_TASK 1_
Write out the Equinox 900 vs 800 article below, word for word.

+++ DOCUMENT PASSAGE

Minelab Equinox 900 vs 800 — Is the Upgrade Worth It for Coin Hunters?
The Minelab Equinox 900 vs 800 debate has gotten complicated with all the forum noise flying around — half of it from people who’ve never swung either machine for more than a weekend. As someone who hunted colonial cellar holes and trashy schoolyard sites across the northeast for years, I learned everything there is to know about what separates these two detectors. My 800 has north of 400 hours on it. I picked up a 900 about eight months ago specifically to run them on the same ground, sometimes the same afternoon. What follows is what I actually found — not the spec sheet, not Minelab’s press release, not forum speculation from guys who handled one at a dealer for ten minutes.
What Changed From the 800 to the 900
The headline numbers are worth knowing before we get into field reality. The 900 runs a 119-segment target ID scale versus the 800’s 50-segment scale. Waterproof depth jumped from 10 feet to 16 feet. The shaft is carbon fiber on the 900 compared to the 800’s plastic composite. Minelab also added a 4 kHz single frequency to the 900’s lineup — so now you’ve got 4, 5, 10, 15, 20, and 40 kHz alongside Multi-IQ.

++++++

_TASK 2_
Lay out the point labeling entries below as a JSON list of strings, one per line, leaving out blank lines.

+++ RECORDS TO PROCESS

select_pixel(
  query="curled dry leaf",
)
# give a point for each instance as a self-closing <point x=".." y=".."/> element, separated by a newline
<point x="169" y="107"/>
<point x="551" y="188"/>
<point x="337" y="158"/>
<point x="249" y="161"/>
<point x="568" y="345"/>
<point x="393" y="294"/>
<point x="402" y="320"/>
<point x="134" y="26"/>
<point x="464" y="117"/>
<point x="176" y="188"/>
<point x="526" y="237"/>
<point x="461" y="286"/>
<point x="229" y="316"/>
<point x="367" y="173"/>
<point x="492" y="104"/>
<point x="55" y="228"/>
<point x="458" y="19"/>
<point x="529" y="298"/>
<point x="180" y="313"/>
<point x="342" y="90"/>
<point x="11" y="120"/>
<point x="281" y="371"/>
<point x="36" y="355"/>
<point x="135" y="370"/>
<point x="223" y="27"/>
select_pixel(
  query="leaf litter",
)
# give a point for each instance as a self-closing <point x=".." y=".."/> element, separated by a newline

++++++

_PROBLEM SOLUTION 1_
Minelab Equinox 900 vs 800 — Is the Upgrade Worth It for Coin Hunters?
The Minelab Equinox 900 vs 800 debate has gotten complicated with all the forum noise flying around — half of it from people who’ve never swung either machine for more than a weekend. As someone who hunted colonial cellar holes and trashy schoolyard sites across the northeast for years, I learned everything there is to know about what separates these two detectors. My 800 has north of 400 hours on it. I picked up a 900 about eight months ago specifically to run them on the same ground, sometimes the same afternoon. What follows is what I actually found — not the spec sheet, not Minelab’s press release, not forum speculation from guys who handled one at a dealer for ten minutes.
What Changed From the 800 to the 900
The headline numbers are worth knowing before we get into field reality. The 900 runs a 119-segment target ID scale versus the 800’s 50-segment scale. Waterproof depth jumped from 10 feet to 16 feet. The shaft is carbon fiber on the 900 compared to the 800’s plastic composite. Minelab also added a 4 kHz single frequency to the 900’s lineup — so now you’ve got 4, 5, 10, 15, 20, and 40 kHz alongside Multi-IQ.

_PROBLEM SOLUTION 2_
[
  "select_pixel(",
  "  query=\"curled dry leaf\",",
  ")",
  "# give a point for each instance as a self-closing <point x=\"..\" y=\"..\"/> element, separated by a newline",
  "<point x=\"169\" y=\"107\"/>",
  "<point x=\"551\" y=\"188\"/>",
  "<point x=\"337\" y=\"158\"/>",
  "<point x=\"249\" y=\"161\"/>",
  "<point x=\"568\" y=\"345\"/>",
  "<point x=\"393\" y=\"294\"/>",
  "<point x=\"402\" y=\"320\"/>",
  "<point x=\"134\" y=\"26\"/>",
  "<point x=\"464\" y=\"117\"/>",
  "<point x=\"176\" y=\"188\"/>",
  "<point x=\"526\" y=\"237\"/>",
  "<point x=\"461\" y=\"286\"/>",
  "<point x=\"229\" y=\"316\"/>",
  "<point x=\"367\" y=\"173\"/>",
  "<point x=\"492\" y=\"104\"/>",
  "<point x=\"55\" y=\"228\"/>",
  "<point x=\"458\" y=\"19\"/>",
  "<point x=\"529\" y=\"298\"/>",
  "<point x=\"180\" y=\"313\"/>",
  "<point x=\"342\" y=\"90\"/>",
  "<point x=\"11\" y=\"120\"/>",
  "<point x=\"281\" y=\"371\"/>",
  "<point x=\"36\" y=\"355\"/>",
  "<point x=\"135\" y=\"370\"/>",
  "<point x=\"223\" y=\"27\"/>",
  "select_pixel(",
  "  query=\"leaf litter\",",
  ")",
  "# give a point for each instance as a self-closing <point x=\"..\" y=\"..\"/> element, separated by a newline"
]